Data extracted from a collection:

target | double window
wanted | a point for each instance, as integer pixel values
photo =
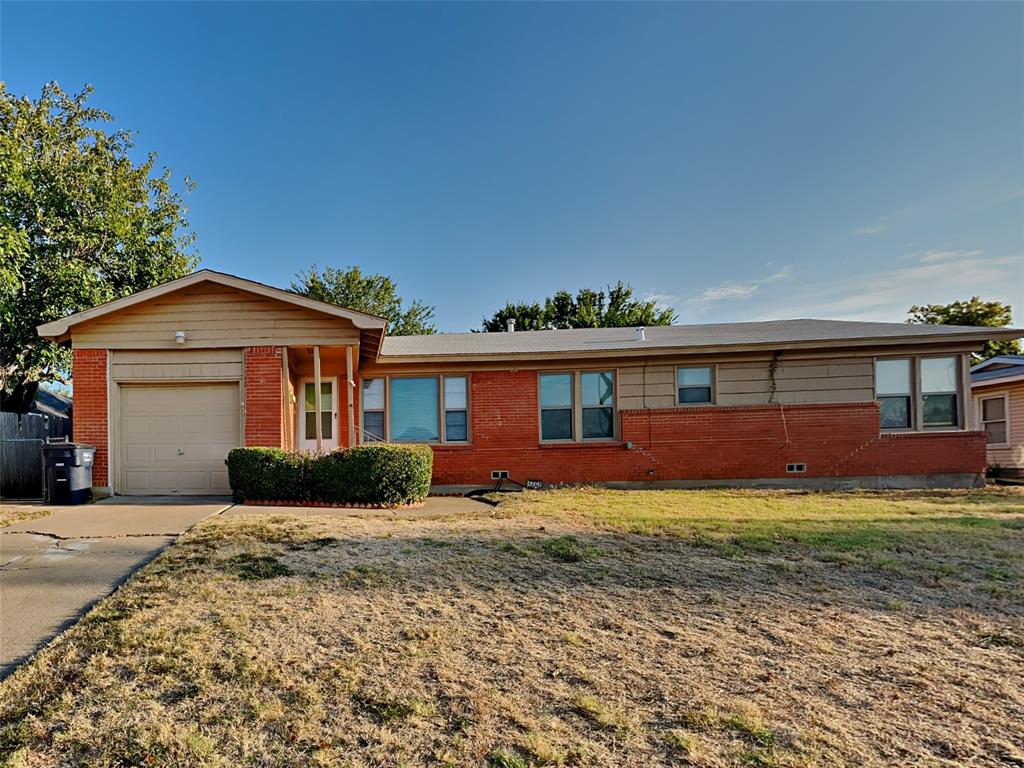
(919, 392)
(578, 406)
(993, 421)
(695, 385)
(416, 409)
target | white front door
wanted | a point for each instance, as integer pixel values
(307, 414)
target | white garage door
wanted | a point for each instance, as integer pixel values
(174, 438)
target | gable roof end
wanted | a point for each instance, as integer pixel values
(372, 328)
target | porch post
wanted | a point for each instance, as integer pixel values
(286, 386)
(316, 399)
(350, 387)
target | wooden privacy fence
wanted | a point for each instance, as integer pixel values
(22, 439)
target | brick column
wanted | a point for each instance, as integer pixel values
(89, 414)
(264, 420)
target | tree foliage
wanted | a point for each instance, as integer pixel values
(375, 294)
(973, 311)
(614, 308)
(81, 223)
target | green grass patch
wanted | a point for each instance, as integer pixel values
(253, 567)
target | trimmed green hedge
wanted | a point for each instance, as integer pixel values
(367, 474)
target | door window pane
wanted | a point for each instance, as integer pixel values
(373, 394)
(373, 426)
(938, 375)
(892, 377)
(414, 410)
(327, 411)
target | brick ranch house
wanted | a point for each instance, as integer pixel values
(169, 379)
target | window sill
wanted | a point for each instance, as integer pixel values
(611, 442)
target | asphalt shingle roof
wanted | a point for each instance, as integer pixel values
(671, 337)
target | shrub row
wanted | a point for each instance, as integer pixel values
(367, 474)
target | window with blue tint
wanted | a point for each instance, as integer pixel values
(598, 395)
(893, 389)
(556, 407)
(938, 391)
(373, 410)
(456, 410)
(694, 385)
(414, 404)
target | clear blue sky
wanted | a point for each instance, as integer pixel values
(739, 162)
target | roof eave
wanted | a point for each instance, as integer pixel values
(647, 348)
(59, 330)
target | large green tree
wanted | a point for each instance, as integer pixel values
(973, 311)
(81, 223)
(614, 308)
(375, 294)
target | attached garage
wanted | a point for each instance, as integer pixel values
(174, 438)
(176, 416)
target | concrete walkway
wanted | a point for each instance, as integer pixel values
(53, 568)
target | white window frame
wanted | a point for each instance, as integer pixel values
(918, 395)
(441, 430)
(1005, 396)
(577, 407)
(714, 385)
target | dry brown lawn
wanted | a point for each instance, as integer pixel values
(11, 512)
(582, 628)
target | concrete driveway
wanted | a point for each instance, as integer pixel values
(53, 568)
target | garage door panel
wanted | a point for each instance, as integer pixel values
(175, 437)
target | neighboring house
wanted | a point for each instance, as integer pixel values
(169, 379)
(997, 388)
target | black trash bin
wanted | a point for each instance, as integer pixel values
(69, 472)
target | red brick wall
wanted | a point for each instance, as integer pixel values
(264, 421)
(720, 442)
(89, 415)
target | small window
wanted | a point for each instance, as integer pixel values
(556, 407)
(414, 410)
(938, 392)
(694, 386)
(993, 420)
(598, 395)
(456, 410)
(373, 410)
(893, 388)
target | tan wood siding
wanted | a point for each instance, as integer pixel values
(832, 380)
(749, 382)
(176, 365)
(213, 315)
(1013, 456)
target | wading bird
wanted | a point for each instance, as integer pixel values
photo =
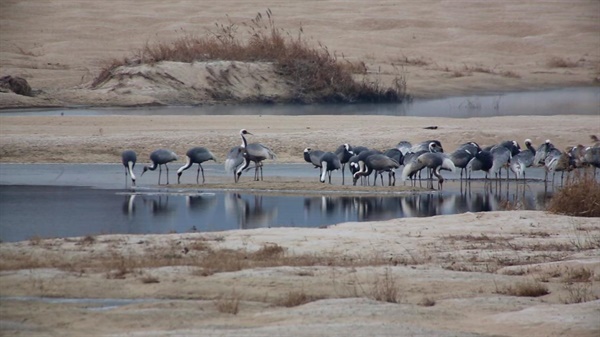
(128, 158)
(482, 161)
(314, 157)
(256, 153)
(329, 162)
(160, 157)
(433, 160)
(522, 160)
(379, 163)
(196, 155)
(235, 161)
(344, 153)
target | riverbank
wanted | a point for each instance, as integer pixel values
(475, 274)
(441, 50)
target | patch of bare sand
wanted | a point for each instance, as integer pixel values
(442, 49)
(93, 139)
(449, 273)
(457, 263)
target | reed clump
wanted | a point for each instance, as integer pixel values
(579, 197)
(315, 74)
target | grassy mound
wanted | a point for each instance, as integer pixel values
(579, 197)
(315, 74)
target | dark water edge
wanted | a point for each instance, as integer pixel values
(66, 211)
(562, 101)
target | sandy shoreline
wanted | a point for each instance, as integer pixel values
(446, 49)
(470, 274)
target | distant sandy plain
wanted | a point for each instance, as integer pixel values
(454, 275)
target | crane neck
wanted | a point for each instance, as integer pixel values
(244, 142)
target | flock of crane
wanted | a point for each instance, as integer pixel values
(363, 162)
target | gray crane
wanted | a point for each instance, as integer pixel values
(358, 165)
(379, 163)
(314, 157)
(542, 152)
(160, 157)
(433, 160)
(344, 153)
(404, 146)
(557, 161)
(461, 158)
(522, 160)
(482, 161)
(256, 153)
(592, 157)
(501, 156)
(235, 161)
(473, 147)
(395, 154)
(128, 158)
(329, 162)
(196, 155)
(428, 145)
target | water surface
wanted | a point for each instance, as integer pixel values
(569, 101)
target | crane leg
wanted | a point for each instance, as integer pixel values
(167, 167)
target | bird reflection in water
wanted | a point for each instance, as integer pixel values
(200, 202)
(158, 204)
(250, 215)
(129, 205)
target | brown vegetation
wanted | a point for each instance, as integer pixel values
(316, 75)
(579, 197)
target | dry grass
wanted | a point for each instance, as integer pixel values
(315, 74)
(427, 302)
(579, 197)
(228, 304)
(579, 293)
(296, 298)
(525, 289)
(559, 62)
(385, 288)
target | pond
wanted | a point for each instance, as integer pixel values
(30, 211)
(570, 101)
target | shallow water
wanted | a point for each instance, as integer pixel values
(569, 101)
(66, 200)
(68, 211)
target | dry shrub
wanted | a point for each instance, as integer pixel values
(150, 279)
(559, 62)
(579, 293)
(228, 305)
(525, 289)
(385, 288)
(578, 275)
(427, 302)
(579, 197)
(315, 74)
(269, 251)
(296, 298)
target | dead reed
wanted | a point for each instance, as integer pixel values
(579, 197)
(315, 73)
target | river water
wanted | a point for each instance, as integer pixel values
(66, 200)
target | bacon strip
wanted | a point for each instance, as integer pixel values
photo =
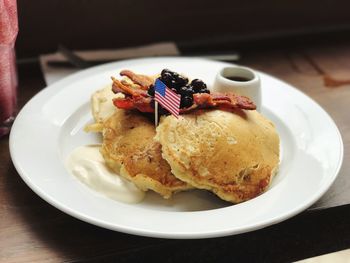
(143, 80)
(117, 86)
(138, 98)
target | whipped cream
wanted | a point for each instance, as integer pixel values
(88, 166)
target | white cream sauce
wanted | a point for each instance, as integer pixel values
(87, 164)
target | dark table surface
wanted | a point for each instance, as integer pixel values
(31, 230)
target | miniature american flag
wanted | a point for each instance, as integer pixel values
(167, 98)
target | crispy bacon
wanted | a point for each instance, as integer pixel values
(229, 100)
(138, 98)
(142, 80)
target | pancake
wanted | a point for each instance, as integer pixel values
(130, 150)
(234, 155)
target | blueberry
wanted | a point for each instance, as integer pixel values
(203, 91)
(198, 84)
(186, 101)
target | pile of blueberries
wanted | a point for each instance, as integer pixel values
(180, 85)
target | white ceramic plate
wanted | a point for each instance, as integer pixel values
(50, 126)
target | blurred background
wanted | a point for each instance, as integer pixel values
(194, 25)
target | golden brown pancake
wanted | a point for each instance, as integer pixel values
(234, 155)
(130, 150)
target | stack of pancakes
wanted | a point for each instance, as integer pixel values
(233, 154)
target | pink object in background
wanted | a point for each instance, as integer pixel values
(8, 74)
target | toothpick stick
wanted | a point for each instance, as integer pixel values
(156, 113)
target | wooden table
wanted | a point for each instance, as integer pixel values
(31, 230)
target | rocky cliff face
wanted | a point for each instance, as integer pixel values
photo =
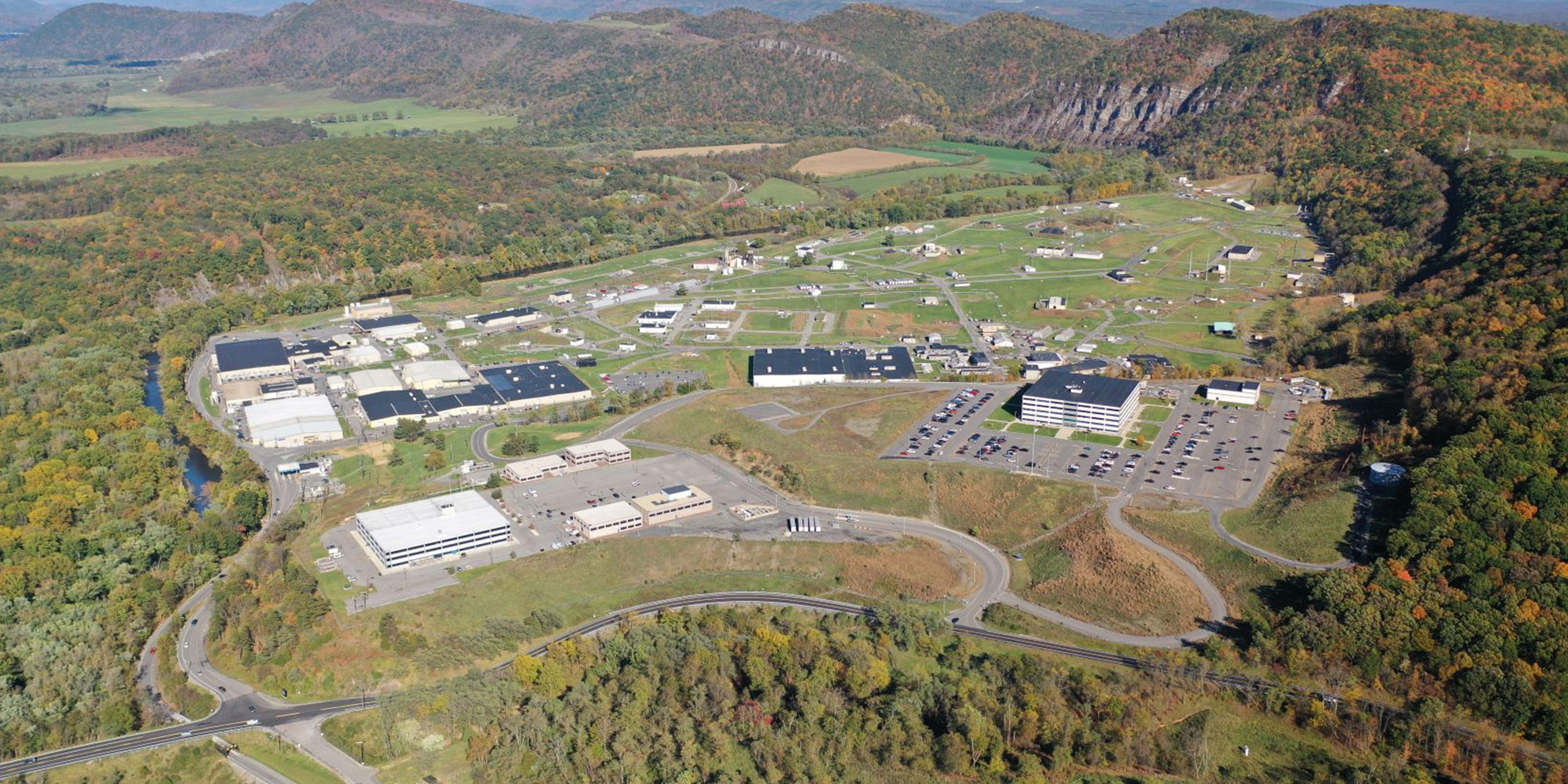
(1116, 111)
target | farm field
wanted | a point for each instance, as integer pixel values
(43, 170)
(711, 150)
(855, 161)
(139, 111)
(998, 159)
(780, 192)
(890, 180)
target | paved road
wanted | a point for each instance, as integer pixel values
(233, 717)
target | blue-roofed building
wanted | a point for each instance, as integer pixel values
(535, 385)
(247, 360)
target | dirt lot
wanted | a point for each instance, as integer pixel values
(877, 324)
(854, 161)
(672, 153)
(1094, 573)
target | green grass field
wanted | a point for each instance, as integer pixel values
(1531, 153)
(1305, 529)
(45, 170)
(780, 192)
(285, 758)
(998, 159)
(865, 184)
(945, 158)
(136, 111)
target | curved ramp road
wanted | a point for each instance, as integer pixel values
(294, 714)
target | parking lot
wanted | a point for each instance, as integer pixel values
(1202, 451)
(1211, 452)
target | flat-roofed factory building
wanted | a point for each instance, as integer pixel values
(1081, 402)
(1229, 391)
(537, 385)
(247, 360)
(432, 529)
(535, 468)
(608, 520)
(604, 452)
(672, 504)
(292, 423)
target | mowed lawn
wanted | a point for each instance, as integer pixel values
(838, 459)
(891, 180)
(150, 111)
(589, 581)
(43, 170)
(1308, 529)
(998, 159)
(775, 191)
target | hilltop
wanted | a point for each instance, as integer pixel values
(120, 32)
(1241, 89)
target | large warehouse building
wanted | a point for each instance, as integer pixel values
(1081, 402)
(1227, 391)
(537, 385)
(391, 327)
(292, 423)
(245, 360)
(432, 529)
(796, 368)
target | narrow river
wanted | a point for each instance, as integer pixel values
(198, 471)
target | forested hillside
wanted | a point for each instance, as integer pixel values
(1468, 600)
(118, 32)
(1221, 89)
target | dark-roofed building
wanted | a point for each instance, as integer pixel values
(793, 368)
(481, 401)
(311, 354)
(391, 327)
(1227, 391)
(1150, 363)
(1072, 401)
(245, 360)
(510, 318)
(387, 408)
(537, 385)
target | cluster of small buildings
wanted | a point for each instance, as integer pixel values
(666, 506)
(658, 319)
(793, 368)
(258, 377)
(531, 385)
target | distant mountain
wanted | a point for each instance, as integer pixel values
(1227, 85)
(23, 15)
(118, 32)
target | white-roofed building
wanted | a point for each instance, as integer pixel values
(612, 518)
(435, 374)
(376, 380)
(604, 452)
(432, 529)
(292, 423)
(361, 355)
(535, 468)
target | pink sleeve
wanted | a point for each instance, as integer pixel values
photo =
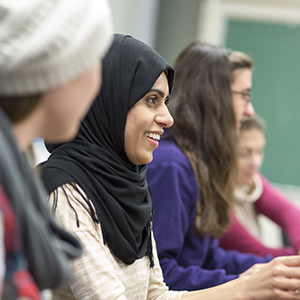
(281, 210)
(238, 238)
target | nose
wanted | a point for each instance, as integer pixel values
(164, 117)
(249, 110)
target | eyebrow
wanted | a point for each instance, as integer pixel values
(160, 92)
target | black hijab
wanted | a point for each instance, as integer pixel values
(96, 158)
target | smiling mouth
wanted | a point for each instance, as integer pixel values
(153, 136)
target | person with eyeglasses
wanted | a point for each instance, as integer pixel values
(191, 181)
(255, 195)
(241, 84)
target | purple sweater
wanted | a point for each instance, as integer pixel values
(190, 261)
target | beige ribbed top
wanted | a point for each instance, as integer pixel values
(98, 274)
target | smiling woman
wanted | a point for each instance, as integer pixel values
(145, 123)
(98, 181)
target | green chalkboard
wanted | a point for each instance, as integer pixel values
(275, 49)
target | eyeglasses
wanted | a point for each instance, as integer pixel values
(245, 95)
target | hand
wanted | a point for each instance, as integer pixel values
(252, 270)
(278, 279)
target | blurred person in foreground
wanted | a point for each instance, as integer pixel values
(50, 72)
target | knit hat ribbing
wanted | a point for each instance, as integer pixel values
(46, 43)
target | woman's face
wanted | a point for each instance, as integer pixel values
(251, 146)
(67, 105)
(146, 121)
(242, 84)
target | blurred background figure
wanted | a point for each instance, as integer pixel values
(255, 195)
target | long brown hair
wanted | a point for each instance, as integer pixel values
(205, 129)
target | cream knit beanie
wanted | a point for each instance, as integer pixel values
(46, 43)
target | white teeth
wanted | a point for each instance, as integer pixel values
(154, 136)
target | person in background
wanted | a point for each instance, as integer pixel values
(255, 195)
(50, 72)
(98, 190)
(191, 175)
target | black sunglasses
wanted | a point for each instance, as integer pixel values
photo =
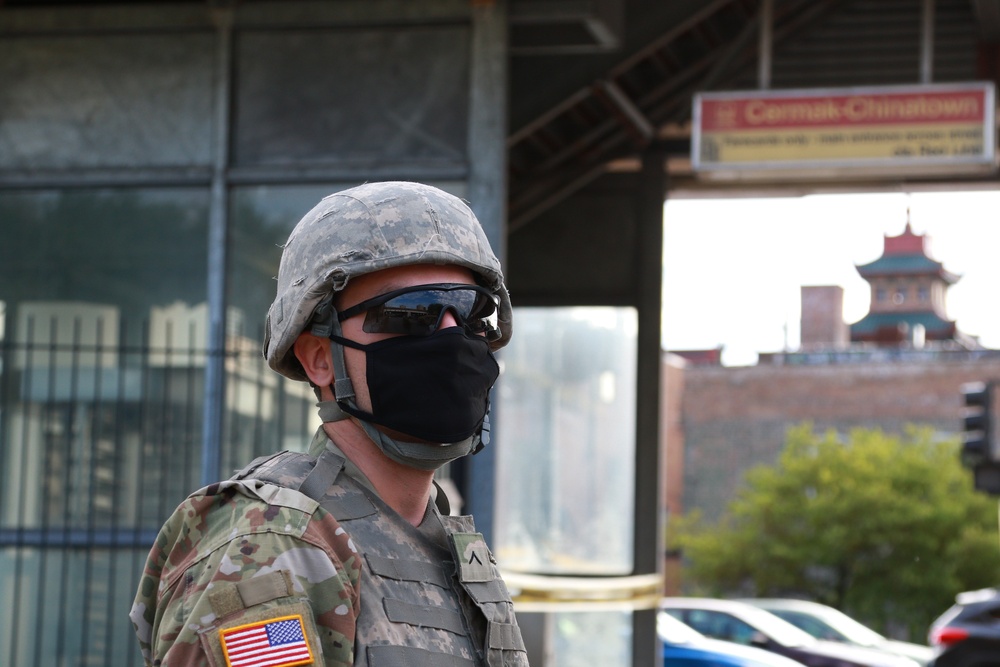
(417, 310)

* _Problem description_: Beginning with the line that contains "target | black sunglasses" and ending with the last line of the data, transcribe each line exactly; pictures stay out.

* _Exercise answer_:
target | black sunglasses
wanted | a point for each instance, as integer pixel values
photo =
(417, 310)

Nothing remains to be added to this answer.